[[ SOURCE PASSAGE, beginning ]]

U-M officials said the real winners are those who are waiting for organ, tissue or cornea transplants or who need crucial blood donations.

Every day, 19 people die while waiting for an organ transplant and another 138 people are added to the national waiting list, U-M said. Every two seconds someone in the U.S. needs blood and more than 38,000 blood donations are needed every day.

The organization Wolverines For Life promotes the two challenges. Wolverines for Life is a collaboration between the U-M Health System, Michigan Athletics and other U-M groups like the community service organization Alpha Phi Omega, along with the American Red Cross, Gift of Life Michigan, the Michigan Eye-Bank and the Be the Match Foundation.

You can still sign up on the state's donor registry at Gift of Life Michigan. The organization, in collaboration with the Michigan Eye-Bank, provides all services necessary for organ, tissue and eye donation.

[[ SOURCE PASSAGE, end ]]
[[ PROVIDED INFORMATION, beginning ]]

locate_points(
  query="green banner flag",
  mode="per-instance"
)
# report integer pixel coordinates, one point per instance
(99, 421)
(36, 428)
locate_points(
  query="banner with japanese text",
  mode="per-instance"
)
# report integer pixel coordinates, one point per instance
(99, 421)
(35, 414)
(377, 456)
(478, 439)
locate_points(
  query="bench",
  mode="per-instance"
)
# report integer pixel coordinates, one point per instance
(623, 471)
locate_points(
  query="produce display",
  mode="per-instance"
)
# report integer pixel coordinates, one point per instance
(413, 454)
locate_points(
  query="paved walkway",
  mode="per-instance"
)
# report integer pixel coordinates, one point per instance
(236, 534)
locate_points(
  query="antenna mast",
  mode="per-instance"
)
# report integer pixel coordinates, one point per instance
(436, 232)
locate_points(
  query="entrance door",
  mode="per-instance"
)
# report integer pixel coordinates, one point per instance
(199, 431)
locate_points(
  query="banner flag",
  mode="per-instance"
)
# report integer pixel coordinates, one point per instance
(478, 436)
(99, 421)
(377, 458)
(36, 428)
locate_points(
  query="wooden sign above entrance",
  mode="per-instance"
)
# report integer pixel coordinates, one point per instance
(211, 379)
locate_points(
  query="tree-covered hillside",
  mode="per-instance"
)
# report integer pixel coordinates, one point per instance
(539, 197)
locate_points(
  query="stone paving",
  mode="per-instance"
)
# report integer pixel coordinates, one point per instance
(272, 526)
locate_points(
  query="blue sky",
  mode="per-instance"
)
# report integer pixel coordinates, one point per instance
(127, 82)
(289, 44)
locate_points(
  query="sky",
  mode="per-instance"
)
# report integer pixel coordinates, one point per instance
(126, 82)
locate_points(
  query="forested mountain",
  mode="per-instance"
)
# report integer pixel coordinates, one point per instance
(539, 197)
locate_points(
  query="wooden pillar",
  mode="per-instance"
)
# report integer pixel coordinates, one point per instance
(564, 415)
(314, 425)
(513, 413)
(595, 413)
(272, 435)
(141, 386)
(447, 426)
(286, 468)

[[ PROVIDED INFORMATION, end ]]

▸ PROMPT 1
From the passage on organ and blood donation, copy verbatim the part that opens with the words containing "You can still" and closes with "and eye donation.".
▸ PROMPT 2
Translate this sentence from the passage on organ and blood donation into Spanish: "You can still sign up on the state's donor registry at Gift of Life Michigan."

▸ FINAL ANSWER 1
You can still sign up on the state's donor registry at Gift of Life Michigan. The organization, in collaboration with the Michigan Eye-Bank, provides all services necessary for organ, tissue and eye donation.

▸ FINAL ANSWER 2
Todavía puede inscribirse en el registro de donantes del estado en Gift of Life Michigan.